Each year in the United States, approximately 140,000 implantable cardioverter-defibrillators (ICDs) are implanted in cardiac patients. Physicians often face challenges when working with patients to decide whether it’s best to use a single- or dual-chamber device. Some patients have a clear indication for a dual-chamber device because they have an indication for a pacemaker. For patients without an indication for a pacemaker, the decision is much less clear. The potential benefits of dual-chamber devices remain to be proven, and they may have more complications. Clinical trial data to guide physicians on which option to choose have been lacking. Currently, nearly two-thirds of patients undergoing ICD implantation for primary prevention receive dual-chamber devices.

Variations in Dual-Chamber ICD Use

In a study published in the April 23, 2012 Archives of Internal Medicine, my colleagues and I set out to explore hospital-level variation in the use of dual-chamber ICDs across the U.S. Using the Medicare-mandated National Cardiovascular Data Registry (NCDR) ICD registry, we looked at 87,115 patients from 2006 to 2009 receiving an ICD as primary prevention without a documented indication for a pacemaker. We only wanted to analyze patients for whom it wasn’t clear whether a single- or dual-chamber ICD was the appropriate choice. Of these patients, about 58% received a dual-chamber ICD. More importantly, use of each ICD type varied significantly by hospital and by physician. In some hospitals and with some physicians, 100% of patients without a clear indication for a dual-chamber ICD received such a device. At other hospitals and with other physicians, 0% of these patients received a dual-chamber ICD.

“Differences in the local culture and practice norms in hospitals are causing variation.”

With the large amount of patient-level data in NCDR ICD registry, we were able to control for a host of patient characteristics in our model. Few patient characteristics influenced the decision. For example, patients with diabetes were slightly less likely to receive a dual-chamber ICD, while those with atrial fibrillation were slightly more likely to receive a dual-chamber ICD. In contrast, the region of the country where patients lived was a significant predictor. In New England, for example, 36% of patients received a dual-chamber ICD, compared with a 66% rate that was observed in the Pacific region.

## Work instructions
A) Translate this sentence from the text on dual-chamber ICD use into Spanish: "Clinical trial data to guide physicians on which option to choose have been lacking."
B) Write out the part of the text on dual-chamber ICD use that opens with the words "With the large" and closes with "the Pacific region.", swapping every instance of "slightly" for "marginally".
The records have no connection to the text on dual-chamber ICD use.

## Data to examine
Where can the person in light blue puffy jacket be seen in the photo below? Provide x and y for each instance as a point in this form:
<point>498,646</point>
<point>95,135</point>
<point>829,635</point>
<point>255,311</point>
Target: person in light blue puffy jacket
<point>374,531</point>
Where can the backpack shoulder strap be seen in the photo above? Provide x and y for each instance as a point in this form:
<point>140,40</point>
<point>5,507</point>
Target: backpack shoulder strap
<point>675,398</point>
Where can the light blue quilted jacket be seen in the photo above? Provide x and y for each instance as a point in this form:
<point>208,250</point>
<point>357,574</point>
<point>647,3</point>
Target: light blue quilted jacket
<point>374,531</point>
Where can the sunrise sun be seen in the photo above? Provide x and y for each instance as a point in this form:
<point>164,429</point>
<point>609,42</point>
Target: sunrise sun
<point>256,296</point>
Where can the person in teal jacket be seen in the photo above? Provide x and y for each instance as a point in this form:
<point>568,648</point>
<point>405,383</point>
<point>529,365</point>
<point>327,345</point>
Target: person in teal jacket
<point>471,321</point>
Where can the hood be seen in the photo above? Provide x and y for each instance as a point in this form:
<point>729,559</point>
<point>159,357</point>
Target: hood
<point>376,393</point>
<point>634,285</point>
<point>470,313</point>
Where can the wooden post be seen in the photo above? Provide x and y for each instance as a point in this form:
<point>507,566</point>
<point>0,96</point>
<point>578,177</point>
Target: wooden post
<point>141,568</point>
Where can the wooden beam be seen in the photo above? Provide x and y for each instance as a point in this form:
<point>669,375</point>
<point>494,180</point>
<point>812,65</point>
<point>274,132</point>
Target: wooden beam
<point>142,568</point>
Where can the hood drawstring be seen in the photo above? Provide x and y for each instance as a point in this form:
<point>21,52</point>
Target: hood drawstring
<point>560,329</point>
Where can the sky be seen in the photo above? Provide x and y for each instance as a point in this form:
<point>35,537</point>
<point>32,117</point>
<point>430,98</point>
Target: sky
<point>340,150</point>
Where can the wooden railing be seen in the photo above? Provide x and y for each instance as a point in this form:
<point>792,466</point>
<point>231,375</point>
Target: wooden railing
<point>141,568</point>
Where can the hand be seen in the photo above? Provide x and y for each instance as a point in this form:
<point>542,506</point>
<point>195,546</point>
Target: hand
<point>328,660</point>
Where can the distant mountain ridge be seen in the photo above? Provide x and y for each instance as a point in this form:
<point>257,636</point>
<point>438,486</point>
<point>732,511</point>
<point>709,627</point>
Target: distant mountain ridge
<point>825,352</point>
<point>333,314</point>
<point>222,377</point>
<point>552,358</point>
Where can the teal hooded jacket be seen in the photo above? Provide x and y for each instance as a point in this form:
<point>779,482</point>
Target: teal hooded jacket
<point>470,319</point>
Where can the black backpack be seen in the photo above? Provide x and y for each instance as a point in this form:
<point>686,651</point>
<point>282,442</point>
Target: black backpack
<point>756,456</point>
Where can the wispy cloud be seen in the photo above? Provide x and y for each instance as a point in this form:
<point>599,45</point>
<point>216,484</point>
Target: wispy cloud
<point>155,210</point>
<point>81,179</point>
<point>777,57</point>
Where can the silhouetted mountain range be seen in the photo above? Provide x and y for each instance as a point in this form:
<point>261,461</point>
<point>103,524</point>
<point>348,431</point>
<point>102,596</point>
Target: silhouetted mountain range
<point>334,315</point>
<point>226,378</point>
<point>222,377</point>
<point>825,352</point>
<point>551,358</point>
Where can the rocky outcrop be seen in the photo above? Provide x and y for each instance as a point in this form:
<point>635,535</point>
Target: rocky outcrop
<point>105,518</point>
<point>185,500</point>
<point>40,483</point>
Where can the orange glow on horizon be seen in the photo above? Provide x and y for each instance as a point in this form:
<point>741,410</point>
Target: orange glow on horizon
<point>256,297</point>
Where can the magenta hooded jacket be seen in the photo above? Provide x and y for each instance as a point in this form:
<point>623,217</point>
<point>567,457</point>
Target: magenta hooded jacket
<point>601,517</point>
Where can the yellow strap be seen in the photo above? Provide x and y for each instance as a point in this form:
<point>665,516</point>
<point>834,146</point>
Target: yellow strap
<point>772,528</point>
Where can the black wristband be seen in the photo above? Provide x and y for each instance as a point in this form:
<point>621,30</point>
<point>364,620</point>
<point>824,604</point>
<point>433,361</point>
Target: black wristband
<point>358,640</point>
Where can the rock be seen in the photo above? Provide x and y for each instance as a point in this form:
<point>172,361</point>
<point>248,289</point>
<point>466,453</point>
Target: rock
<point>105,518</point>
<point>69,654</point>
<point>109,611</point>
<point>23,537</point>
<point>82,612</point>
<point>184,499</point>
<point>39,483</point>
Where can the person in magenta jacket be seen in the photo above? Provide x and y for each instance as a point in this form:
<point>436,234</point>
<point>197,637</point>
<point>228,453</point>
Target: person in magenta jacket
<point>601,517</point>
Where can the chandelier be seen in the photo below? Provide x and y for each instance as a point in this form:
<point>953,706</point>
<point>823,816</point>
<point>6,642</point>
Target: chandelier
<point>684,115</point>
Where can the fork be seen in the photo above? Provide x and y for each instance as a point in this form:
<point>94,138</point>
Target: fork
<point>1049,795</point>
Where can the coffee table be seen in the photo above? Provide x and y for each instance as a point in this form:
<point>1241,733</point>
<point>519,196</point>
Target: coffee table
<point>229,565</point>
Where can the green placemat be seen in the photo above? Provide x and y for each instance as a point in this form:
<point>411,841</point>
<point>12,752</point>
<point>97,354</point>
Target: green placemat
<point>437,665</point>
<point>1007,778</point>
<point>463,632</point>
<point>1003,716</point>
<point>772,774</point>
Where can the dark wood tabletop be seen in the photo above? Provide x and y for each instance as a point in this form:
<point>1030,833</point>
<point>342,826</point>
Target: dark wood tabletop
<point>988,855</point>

## Answers in order
A) Han faltado datos de ensayos clínicos que orienten a los médicos sobre qué opción elegir.

B)
With the large amount of patient-level data in NCDR ICD registry, we were able to control for a host of patient characteristics in our model. Few patient characteristics influenced the decision. For example, patients with diabetes were marginally less likely to receive a dual-chamber ICD, while those with atrial fibrillation were marginally more likely to receive a dual-chamber ICD. In contrast, the region of the country where patients lived was a significant predictor. In New England, for example, 36% of patients received a dual-chamber ICD, compared with a 66% rate that was observed in the Pacific region.